__Text passage__:
Pregnancy Test - History

History

Records of attempts at pregnancy testing have been found as far back as the ancient Greek and ancient Egyptian cultures. The ancient Egyptians watered bags of wheat and barley with the urine of a possibly pregnant woman. Germination indicated pregnancy. The type of grain that sprouted was taken as an indicator of the fetus's sex. Hippocrates suggested that a woman who had missed her period should drink a solution of honey in water at bedtime: resulting abdominal distention and cramps would indicate the presence of a pregnancy. Avicenna and many physicians after him in the Middle Ages performed uroscopy, a nonscientific method to evaluate urine.

Selmar Aschheim and Bernhard Zondek introduced testing based on the presence of human chorionic gonadotropin (hCG) in 1928. Early studies of hCG had concluded that it was produced by the pituitary gland. In the 1930s, Georgeanna Joness discovered that hCG was produced not by the pituitary gland, but by the placenta. This discovery was important in relying on hCG as an early marker of pregnancy. In the Aschheim and Zondek test, an infantile female mouse was injected subcutaneously with urine of the person to be tested, and the mouse later was killed and dissected. Presence of ovulation indicated that the urine contained hCG and meant that the person was pregnant. A similar test was developed using immature rabbits. Here, too, killing the animal to check her ovaries was necessary. An improvement arrived with the frog test, introduced by Lancelot Hogben, which still was used in the 1950s and allowed the frog to remain alive and be used repeatedly: a female frog was injected with serum or urine of the patient; if the frog produced eggs within the next 24 hours, the test was positive. This was called the Bufo test, named after the toad genus Bufo, which was originally used for the test. Other species of toads and frogs have been used later on.

Direct measurement of antigens, such as hCG, was made possible with the invention of the radioimmunoassay in 1959. Radioimmunoassays require sophisticated apparatus and special radiation precautions and are expensive. In the 1970s, the discovery of monoclonal antibodies led to the development of the relatively simple and cheap immunoassays, such as agglutination-inhibition-based assays and sandwich ELISA, used in modern home pregnancy tests.

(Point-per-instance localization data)
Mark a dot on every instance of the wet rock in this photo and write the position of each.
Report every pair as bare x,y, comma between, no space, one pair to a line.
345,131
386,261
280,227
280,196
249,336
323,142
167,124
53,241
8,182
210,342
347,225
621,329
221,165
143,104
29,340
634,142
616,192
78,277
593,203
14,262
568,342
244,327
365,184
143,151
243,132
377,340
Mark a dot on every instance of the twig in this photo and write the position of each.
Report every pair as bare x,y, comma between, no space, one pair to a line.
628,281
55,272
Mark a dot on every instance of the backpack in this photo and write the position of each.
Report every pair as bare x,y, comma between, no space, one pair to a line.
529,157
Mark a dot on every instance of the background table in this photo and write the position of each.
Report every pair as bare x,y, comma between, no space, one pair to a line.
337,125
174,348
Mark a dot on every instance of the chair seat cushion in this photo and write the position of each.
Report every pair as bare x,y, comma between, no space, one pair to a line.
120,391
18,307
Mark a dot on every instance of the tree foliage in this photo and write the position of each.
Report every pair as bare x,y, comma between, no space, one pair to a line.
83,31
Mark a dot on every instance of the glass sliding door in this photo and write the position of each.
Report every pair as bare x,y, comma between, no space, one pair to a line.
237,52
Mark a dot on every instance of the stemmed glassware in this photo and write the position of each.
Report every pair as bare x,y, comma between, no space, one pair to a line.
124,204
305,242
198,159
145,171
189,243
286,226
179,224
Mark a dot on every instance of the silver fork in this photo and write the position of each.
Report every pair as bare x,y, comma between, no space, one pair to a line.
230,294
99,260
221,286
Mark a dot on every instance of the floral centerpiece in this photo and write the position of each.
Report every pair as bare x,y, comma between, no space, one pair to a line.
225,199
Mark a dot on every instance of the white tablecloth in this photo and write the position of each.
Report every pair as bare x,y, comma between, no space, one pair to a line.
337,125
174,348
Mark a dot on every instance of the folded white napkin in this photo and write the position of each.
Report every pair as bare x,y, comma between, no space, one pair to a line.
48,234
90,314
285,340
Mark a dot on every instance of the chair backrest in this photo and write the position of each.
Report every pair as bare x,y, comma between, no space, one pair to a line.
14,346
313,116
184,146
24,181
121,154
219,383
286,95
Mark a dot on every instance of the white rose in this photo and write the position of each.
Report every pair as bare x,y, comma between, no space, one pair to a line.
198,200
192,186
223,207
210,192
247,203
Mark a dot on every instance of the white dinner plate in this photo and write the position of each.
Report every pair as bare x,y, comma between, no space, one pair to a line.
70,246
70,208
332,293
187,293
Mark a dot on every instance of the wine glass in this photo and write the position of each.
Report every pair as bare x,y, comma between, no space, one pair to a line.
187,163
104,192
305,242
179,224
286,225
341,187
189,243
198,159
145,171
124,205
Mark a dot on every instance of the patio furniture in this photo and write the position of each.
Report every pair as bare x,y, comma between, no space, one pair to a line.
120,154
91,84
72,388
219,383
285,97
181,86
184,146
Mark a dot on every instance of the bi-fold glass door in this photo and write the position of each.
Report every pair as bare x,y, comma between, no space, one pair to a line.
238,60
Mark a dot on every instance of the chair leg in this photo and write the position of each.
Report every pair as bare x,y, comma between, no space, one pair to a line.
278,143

__Set of tasks__:
- a) Condense the paragraph of the pregnancy test history that begins "Direct measurement of antigens" into a short bulleted list that keeps its main facts.
- b) Reproduce the pregnancy test history word for word from "Direct measurement of" to "home pregnancy tests.".
The rows can be left aside entirely.

__Answers to the exercises__:
- a)
- The radioimmunoassay, invented in 1959, made direct measurement of antigens such as hCG possible.
- Radioimmunoassays are expensive and need sophisticated apparatus and special radiation precautions.
- In the 1970s, the discovery of monoclonal antibodies led to relatively simple and cheap immunoassays, such as agglutination-inhibition-based assays and sandwich ELISA, which are used in modern home pregnancy tests.

- b)
Direct measurement of antigens, such as hCG, was made possible with the invention of the radioimmunoassay in 1959. Radioimmunoassays require sophisticated apparatus and special radiation precautions and are expensive. In the 1970s, the discovery of monoclonal antibodies led to the development of the relatively simple and cheap immunoassays, such as agglutination-inhibition-based assays and sandwich ELISA, used in modern home pregnancy tests.